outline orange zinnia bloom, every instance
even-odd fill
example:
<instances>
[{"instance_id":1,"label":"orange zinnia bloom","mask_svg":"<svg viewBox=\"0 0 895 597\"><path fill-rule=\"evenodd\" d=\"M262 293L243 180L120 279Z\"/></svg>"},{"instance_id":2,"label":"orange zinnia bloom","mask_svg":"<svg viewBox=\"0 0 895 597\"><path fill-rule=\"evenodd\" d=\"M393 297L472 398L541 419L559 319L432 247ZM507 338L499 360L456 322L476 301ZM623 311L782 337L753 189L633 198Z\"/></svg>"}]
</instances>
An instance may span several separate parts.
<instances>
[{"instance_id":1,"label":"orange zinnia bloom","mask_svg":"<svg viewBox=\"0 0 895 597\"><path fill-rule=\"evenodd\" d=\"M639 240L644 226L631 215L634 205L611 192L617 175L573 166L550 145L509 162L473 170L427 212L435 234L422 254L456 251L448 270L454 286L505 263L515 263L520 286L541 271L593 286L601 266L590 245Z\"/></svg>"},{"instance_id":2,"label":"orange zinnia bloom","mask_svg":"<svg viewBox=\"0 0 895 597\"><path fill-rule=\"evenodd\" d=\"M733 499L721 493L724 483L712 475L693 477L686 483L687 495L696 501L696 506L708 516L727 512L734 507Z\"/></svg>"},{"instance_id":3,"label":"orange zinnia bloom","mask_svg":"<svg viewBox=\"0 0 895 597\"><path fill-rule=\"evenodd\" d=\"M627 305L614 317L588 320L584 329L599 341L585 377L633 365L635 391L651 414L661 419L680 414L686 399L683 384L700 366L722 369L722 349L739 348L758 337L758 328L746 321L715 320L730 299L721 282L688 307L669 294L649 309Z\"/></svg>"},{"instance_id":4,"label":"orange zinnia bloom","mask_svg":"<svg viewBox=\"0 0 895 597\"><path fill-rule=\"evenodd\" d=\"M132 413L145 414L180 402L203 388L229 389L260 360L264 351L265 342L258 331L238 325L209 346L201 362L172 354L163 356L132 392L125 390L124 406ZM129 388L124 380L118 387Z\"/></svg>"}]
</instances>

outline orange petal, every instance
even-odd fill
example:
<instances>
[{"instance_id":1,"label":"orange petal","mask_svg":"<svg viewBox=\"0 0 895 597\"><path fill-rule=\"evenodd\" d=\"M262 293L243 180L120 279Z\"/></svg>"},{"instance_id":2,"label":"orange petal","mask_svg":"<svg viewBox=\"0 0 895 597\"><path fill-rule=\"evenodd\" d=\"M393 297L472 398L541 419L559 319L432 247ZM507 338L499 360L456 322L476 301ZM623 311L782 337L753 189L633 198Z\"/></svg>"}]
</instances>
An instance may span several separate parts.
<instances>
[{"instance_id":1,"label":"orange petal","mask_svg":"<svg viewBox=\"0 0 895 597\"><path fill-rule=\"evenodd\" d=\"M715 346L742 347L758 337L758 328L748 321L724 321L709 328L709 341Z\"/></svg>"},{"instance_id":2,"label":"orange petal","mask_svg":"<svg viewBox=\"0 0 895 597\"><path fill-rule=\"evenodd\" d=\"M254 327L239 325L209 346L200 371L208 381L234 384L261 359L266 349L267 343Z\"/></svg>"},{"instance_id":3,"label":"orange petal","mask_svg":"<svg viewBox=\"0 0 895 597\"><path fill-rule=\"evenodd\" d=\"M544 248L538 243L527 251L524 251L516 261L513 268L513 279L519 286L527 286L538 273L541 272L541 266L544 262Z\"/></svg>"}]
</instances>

****************

TASK OBJECTIVE: Using the data above, return each line exactly as written.

CORRECT RESPONSE:
outline orange zinnia bloom, every instance
even-odd fill
example:
<instances>
[{"instance_id":1,"label":"orange zinnia bloom","mask_svg":"<svg viewBox=\"0 0 895 597\"><path fill-rule=\"evenodd\" d=\"M262 293L243 180L120 279Z\"/></svg>"},{"instance_id":2,"label":"orange zinnia bloom","mask_svg":"<svg viewBox=\"0 0 895 597\"><path fill-rule=\"evenodd\" d=\"M393 297L472 398L541 419L559 319L432 247ZM507 338L499 360L456 322L476 301ZM623 311L782 337L753 189L633 198Z\"/></svg>"}]
</instances>
An instance may span several separate parts.
<instances>
[{"instance_id":1,"label":"orange zinnia bloom","mask_svg":"<svg viewBox=\"0 0 895 597\"><path fill-rule=\"evenodd\" d=\"M639 240L644 226L631 215L634 205L611 192L617 175L573 166L550 145L509 162L473 170L427 212L435 234L422 254L456 251L448 270L454 286L505 263L515 263L520 286L541 271L593 286L601 266L590 245Z\"/></svg>"},{"instance_id":2,"label":"orange zinnia bloom","mask_svg":"<svg viewBox=\"0 0 895 597\"><path fill-rule=\"evenodd\" d=\"M733 499L721 493L724 483L712 475L693 477L686 483L687 495L696 501L696 506L708 516L727 512L734 507Z\"/></svg>"},{"instance_id":3,"label":"orange zinnia bloom","mask_svg":"<svg viewBox=\"0 0 895 597\"><path fill-rule=\"evenodd\" d=\"M627 305L614 317L588 320L584 329L599 341L585 377L633 365L635 391L651 414L661 419L680 414L686 399L683 384L700 366L722 369L722 349L739 348L758 337L758 328L746 321L715 320L730 299L721 282L688 307L669 294L649 309Z\"/></svg>"},{"instance_id":4,"label":"orange zinnia bloom","mask_svg":"<svg viewBox=\"0 0 895 597\"><path fill-rule=\"evenodd\" d=\"M132 413L145 414L180 402L203 388L229 389L260 360L264 351L265 342L258 331L238 325L209 346L201 362L172 354L163 356L132 392L125 390L124 406ZM129 388L124 380L118 387Z\"/></svg>"}]
</instances>

outline orange petal, every instance
even-odd fill
example:
<instances>
[{"instance_id":1,"label":"orange petal","mask_svg":"<svg viewBox=\"0 0 895 597\"><path fill-rule=\"evenodd\" d=\"M262 293L243 180L120 279Z\"/></svg>"},{"instance_id":2,"label":"orange petal","mask_svg":"<svg viewBox=\"0 0 895 597\"><path fill-rule=\"evenodd\" d=\"M393 297L472 398L541 419L559 319L432 247ZM507 338L499 360L456 322L476 301ZM623 311L782 337L753 189L633 198Z\"/></svg>"}]
</instances>
An instance may span several separate parts.
<instances>
[{"instance_id":1,"label":"orange petal","mask_svg":"<svg viewBox=\"0 0 895 597\"><path fill-rule=\"evenodd\" d=\"M715 346L742 347L758 337L758 328L748 321L724 321L709 328L709 341Z\"/></svg>"},{"instance_id":2,"label":"orange petal","mask_svg":"<svg viewBox=\"0 0 895 597\"><path fill-rule=\"evenodd\" d=\"M254 327L239 325L209 346L200 371L208 381L234 384L261 359L266 349L267 343Z\"/></svg>"},{"instance_id":3,"label":"orange petal","mask_svg":"<svg viewBox=\"0 0 895 597\"><path fill-rule=\"evenodd\" d=\"M544 248L538 243L527 251L524 251L516 261L513 268L513 279L519 286L527 286L538 273L541 272L541 266L544 262Z\"/></svg>"}]
</instances>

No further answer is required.